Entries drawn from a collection
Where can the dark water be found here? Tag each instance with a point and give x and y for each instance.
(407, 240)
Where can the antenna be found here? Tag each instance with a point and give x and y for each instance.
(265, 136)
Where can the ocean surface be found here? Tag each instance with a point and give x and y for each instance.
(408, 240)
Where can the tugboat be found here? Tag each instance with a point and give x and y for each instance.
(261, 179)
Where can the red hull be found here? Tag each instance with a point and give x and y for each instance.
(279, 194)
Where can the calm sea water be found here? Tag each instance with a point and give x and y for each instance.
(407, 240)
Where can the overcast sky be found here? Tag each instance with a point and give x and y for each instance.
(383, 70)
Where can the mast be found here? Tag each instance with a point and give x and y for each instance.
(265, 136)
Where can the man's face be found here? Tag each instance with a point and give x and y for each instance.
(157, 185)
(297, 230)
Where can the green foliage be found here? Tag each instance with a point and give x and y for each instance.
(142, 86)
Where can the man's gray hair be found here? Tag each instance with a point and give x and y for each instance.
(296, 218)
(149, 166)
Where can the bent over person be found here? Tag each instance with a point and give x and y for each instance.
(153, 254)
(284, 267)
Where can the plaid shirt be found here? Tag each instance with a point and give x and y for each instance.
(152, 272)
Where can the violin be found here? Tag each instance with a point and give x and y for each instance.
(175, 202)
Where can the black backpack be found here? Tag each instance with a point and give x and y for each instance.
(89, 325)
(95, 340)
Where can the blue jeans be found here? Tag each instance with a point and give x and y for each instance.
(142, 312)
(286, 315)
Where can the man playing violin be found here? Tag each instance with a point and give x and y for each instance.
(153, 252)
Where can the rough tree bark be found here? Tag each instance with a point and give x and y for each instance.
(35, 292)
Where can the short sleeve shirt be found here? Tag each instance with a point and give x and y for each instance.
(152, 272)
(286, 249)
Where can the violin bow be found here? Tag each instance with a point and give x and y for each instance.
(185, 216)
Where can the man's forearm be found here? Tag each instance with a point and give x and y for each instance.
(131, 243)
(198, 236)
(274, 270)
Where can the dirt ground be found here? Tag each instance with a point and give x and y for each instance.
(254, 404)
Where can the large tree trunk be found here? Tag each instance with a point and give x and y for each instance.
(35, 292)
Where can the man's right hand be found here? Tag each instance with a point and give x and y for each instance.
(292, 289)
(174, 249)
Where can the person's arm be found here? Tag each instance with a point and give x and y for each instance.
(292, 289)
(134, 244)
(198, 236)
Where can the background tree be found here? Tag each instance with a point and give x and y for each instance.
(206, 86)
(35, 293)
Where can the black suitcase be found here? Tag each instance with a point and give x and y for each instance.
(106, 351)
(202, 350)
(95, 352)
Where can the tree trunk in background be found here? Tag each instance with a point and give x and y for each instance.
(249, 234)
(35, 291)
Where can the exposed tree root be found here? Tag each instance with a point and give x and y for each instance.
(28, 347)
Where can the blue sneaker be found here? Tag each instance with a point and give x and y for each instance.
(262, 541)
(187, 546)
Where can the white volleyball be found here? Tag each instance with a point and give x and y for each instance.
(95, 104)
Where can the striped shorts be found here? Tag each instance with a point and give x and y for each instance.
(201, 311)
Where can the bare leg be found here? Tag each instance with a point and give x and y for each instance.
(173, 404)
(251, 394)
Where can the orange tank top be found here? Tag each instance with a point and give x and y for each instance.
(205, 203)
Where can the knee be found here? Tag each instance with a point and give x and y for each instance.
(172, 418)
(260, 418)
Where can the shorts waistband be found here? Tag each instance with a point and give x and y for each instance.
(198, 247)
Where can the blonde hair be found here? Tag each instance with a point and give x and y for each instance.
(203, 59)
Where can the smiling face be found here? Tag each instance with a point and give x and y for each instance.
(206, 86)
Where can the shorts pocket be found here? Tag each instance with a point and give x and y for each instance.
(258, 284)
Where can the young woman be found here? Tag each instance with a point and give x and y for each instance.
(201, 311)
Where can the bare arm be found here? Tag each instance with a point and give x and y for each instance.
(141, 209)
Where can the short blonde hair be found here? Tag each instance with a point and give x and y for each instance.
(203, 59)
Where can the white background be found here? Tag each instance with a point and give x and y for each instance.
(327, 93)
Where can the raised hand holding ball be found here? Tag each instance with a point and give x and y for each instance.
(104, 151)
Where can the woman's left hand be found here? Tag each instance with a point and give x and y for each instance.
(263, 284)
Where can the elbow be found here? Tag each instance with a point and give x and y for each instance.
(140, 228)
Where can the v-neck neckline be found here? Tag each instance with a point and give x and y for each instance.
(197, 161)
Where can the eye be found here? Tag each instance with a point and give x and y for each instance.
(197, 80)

## The task
Please write out all of the items above word for word, changing nothing.

## Answer to this problem
Where can the dark water be found here? Tag each instance with a point and give x and y for each instance.
(407, 240)
Where can the antenna be found here? Tag each instance with a point and give x and y for each instance.
(265, 136)
Where can the ocean surface be found here? Tag each instance with a point and give x and y for each instance.
(408, 240)
Where can the tugboat be found here? Tag each instance with a point and give x and y for each instance.
(261, 179)
Where can the red hull be found here? Tag each instance with a point and give x and y for each instance.
(279, 194)
Where can the calm sea water be found here? Tag each instance with a point and give x and y for each instance.
(407, 240)
Where can the overcast sky be found here? Tag each instance with a point and give x and y for each instance.
(383, 70)
Where can the mast be found here? Tag each instance with a point and give x and y for each instance.
(265, 136)
Where can the man's face be found here? Tag each instance with a point and give x and y for each instance.
(157, 185)
(297, 230)
Where can the green foliage be found here? Tag each instance with a point and give x and y for each instance.
(142, 86)
Where can the man's gray hair be found here? Tag each instance with a point and give x and y for each instance.
(296, 218)
(149, 166)
Where can the bent over person be found here? Tag each instance with a point and give x and y for each instance.
(153, 254)
(284, 267)
Where can the plaid shirt be found here? Tag each instance with a point and give x and y for each instance.
(152, 272)
Where can the violin be found here? Tag each instance with a point and give x and y for each instance.
(175, 202)
Where can the black backpack be found here? Tag each instance with a point and give x and y for each instance.
(89, 325)
(95, 340)
Where can the blue jeans be found here? Tag each instance with a point and give x and y for each instance.
(142, 312)
(286, 315)
Where can the man playing violin be found here? Tag each instance with a point and give x and y for each instance.
(153, 252)
Where can the rough tree bark be found here? Tag each instance with a point and give x and y for each instance.
(35, 292)
Where can the short sleeve shirt be found here? Tag each instance with a point and give x and y for each instance.
(152, 272)
(286, 249)
Where can the violin bow be found here? Tag each instance with a point and give x and y for each instance.
(185, 216)
Where can the man's forearm be found here? Tag each instance with a point and give x and y for each instance.
(131, 243)
(198, 236)
(274, 270)
Where can the dirt ground be found here? Tag each instance with a point and give x and y for each instance.
(254, 404)
Where can the large tree trunk be found here? Tag each instance with a point and give x and y for each instance.
(35, 292)
Where can the man's right hand be found here? Tag each instance with a point and give x and y for each instance.
(292, 289)
(174, 249)
Where can the person's arm be found here? Tag each instance with a point and give x and y for each instance.
(292, 289)
(134, 244)
(198, 236)
Where can the background tree be found here? Tag each instance with a point and give x and y for each instance.
(206, 86)
(35, 293)
Where can the black suitcase be found here? Tag each instance with a point and give x and y for each instance.
(106, 351)
(202, 350)
(95, 352)
Where can the tree trunk in background be found here? Tag each instance with a point and give x and y for each instance.
(249, 234)
(35, 291)
Where can the exposed tree root be found here? Tag each instance with a point and give x and y for each instance.
(28, 347)
Where can the blue sneaker be found here? Tag each instance with a point and give x and y for each instance.
(262, 541)
(187, 546)
Where can the white volleyball be found here? Tag each instance with a point and give x and y for each instance.
(95, 104)
Where can the striped shorts be found here? Tag each instance with a point and give x and y for each instance.
(201, 311)
Where can the bare leg be found here? Tag each instance with a point and give x and y for each instance.
(173, 404)
(251, 394)
Where can the orange tank top be found here? Tag each instance with a point and give x and y for each instance.
(205, 203)
Where can the knee be found here? Tag each instance with a point and give x and y for each instance.
(172, 418)
(260, 418)
Where can the shorts waistband be found here? Tag each instance with a point and give x and y for each instance.
(198, 247)
Where can the blonde hair be found here? Tag each instance with a point and give x and y for each instance.
(203, 59)
Where can the smiling face be found here? Tag each instance with a point and give x and y for each instance.
(206, 86)
Where can the shorts pocket be found here? Tag each instance with a point and give x and y for each instance.
(258, 284)
Where can the young woman be found here? Tag each instance with a point and give x and y for each instance.
(201, 311)
Where can the bare arm be found here? Tag each instance with a point and give x and y for each instance.
(141, 209)
Where can the short blonde hair be found here? Tag each instance with a point and give x and y for each instance.
(203, 59)
Where can the white background be found here? Tag each instance with a point and give x and y for each instance.
(327, 93)
Where can the raised hand holding ball be found here? Tag each instance with a point and give x and y for each instance.
(104, 151)
Where can the woman's left hand be found here? Tag each instance with a point and give x and y for each instance.
(263, 284)
Where can the elbow be found here? Tag each instance with a point and give x and y for each instance.
(140, 228)
Where can the v-neck neckline be found here? Tag each instance with a point and give x and y for each instance.
(197, 161)
Where can the eye be found here? Tag each instance with a point and give x and y for each instance.
(197, 80)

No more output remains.